[Saved entries]

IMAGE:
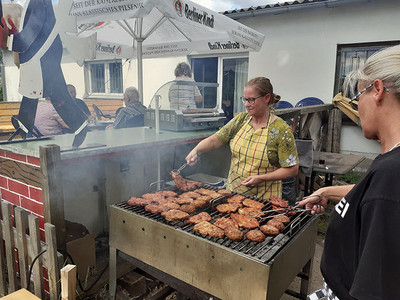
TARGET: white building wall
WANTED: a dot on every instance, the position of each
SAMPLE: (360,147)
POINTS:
(299,52)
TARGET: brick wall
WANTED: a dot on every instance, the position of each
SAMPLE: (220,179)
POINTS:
(20,185)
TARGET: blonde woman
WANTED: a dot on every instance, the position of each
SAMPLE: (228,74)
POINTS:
(361,256)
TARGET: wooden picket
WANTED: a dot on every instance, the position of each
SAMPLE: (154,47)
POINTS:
(28,247)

Brief: Considering only the data above, return the lines in which "TARGET" occurs.

Task result:
TARGET: white building wall
TARGET: brick wall
TARGET: blonde woman
TARGET: wooden picket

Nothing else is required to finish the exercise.